Tarefa proposta A :: Resuma em duas frases o texto sobre a foto de Thais Alvarenga.
Tarefa proposta B :: Continue o texto sobre a foto de Thais Alvarenga a partir do ponto em que ele para.

O olhar feminino das favelas
Por Luiz Baltar
Dia de verão, roupas leves, ar pesado e muito calor. A mangueira que molha o chão tem a intenção de não deixar que a terra seca entre em casa, mas transforma em festa o quintal. Correria, tombos e muitas risadas. As mulheres da família, sentadas na sombra do quintal, acabam contagiadas com tanta alegria. Dá para imaginar o som das gargalhadas ecoando das lembranças despertadas pela foto exibida no teatro Mário Lago para todos os presentes no Encontro Favelas em Foto.
Foto: Thais Alvarenga
A imagem tão bela e leve vai ganhando importância à medida que vamos descobrindo alguns detalhes. A menina que desperta o nosso desejo de estar ali, sentindo as gotas finas de água batendo no rosto, é sobrinha da fotógrafa e filha de quem compartilha conosco lembranças e reflexões. Edna Gomes, ao falar com orgulho sobre a foto diz:
“Essa é uma das primeiras fotos que a Thais fez lá no quintal, com um efeito assim "diferente" e a gente começou a ver uma diferença no trabalho da Thaís, a família criticava um pouco por não entender por que ela fotografava, não via como ela poderia ganhar dinheiro e sobreviver, mas essa foto ficou marcante e a Thais a coloca em todos os trabalhos e exposições, a Júlia (menina da foto) sempre fala "Sou eu, mãe!" E soa diferente para gente, porque tem toda uma história, tem um peso nessa foto. A preocupação que a gente tinha com a Thais, enquanto família, era entender a profissão que ela tinha escolhido...Hoje eu sei da importância do seu trabalho.”

Dados ::
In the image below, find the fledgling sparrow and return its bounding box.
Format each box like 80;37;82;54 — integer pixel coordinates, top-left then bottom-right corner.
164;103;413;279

Resposta A :: Uma foto de Thais Alvarenga mostra uma brincadeira com a água de uma mangueira num quintal em dia de calor, com as mulheres da família sentadas na sombra, e foi exibida no teatro Mário Lago no Encontro Favelas em Foto. A menina da imagem, Júlia, é sobrinha da fotógrafa e filha de Edna Gomes, que conta que a família no início não entendia a escolha profissional de Thais, mas hoje reconhece a importância do seu trabalho.

Resposta B ::
As dificuldades iniciais da família, ao saber que se tornaria fotógrafa, era pela expectativa que ela trabalharia com festas de aniversário, casamento, bebês... e assim ganharia dinheiro. Mas não foi esse o caminho que Thais buscou.
Foto: Thais Alvarenga
Thais Alvarenga nasceu em Vila Kennedy, na zona oeste do Rio de janeiro, é filha de um gari e de uma diarista. Em sua casa havia poucas fotografias, nenhuma que guardasse fotos antigas da Vila Kennedy. Ao entrar na Escola de Fotógrafos Populares (EFP), um projeto idealizado por João Roberto Ripper na favela da Maré, Thais se identificou com a proposta de documentar a cidade sob ponto de vista dela. Em homenagem ao seu pai, apresentou como trabalho de conclusão de curso na EFP o ensaio "Só limpeza", sobre um grupo de samba formado por garis e funcionários da Comlurb (Companhia de Limpeza urbana do Rio de Janeiro).
Desde então, a preocupação com a construção de memória de seu bairro foi amadurecendo em Thais. O trabalho de documentação humanista deu a ela a consciência do lugar que ocupava em uma sociedade excludente, para a fotógrafa “a intenção ‘deles’ é não deixar a gente sonhar, é fazer a gente ficar em casa, aniquilado. Por isso, procuro fazer fotos de mulheres negras e idosas. A gente não acredita que pode ser bonito, pois nossa autoestima está destruída. Precisamos mudar essa realidade e eu acredito que o meu trabalho se propõe a isso”.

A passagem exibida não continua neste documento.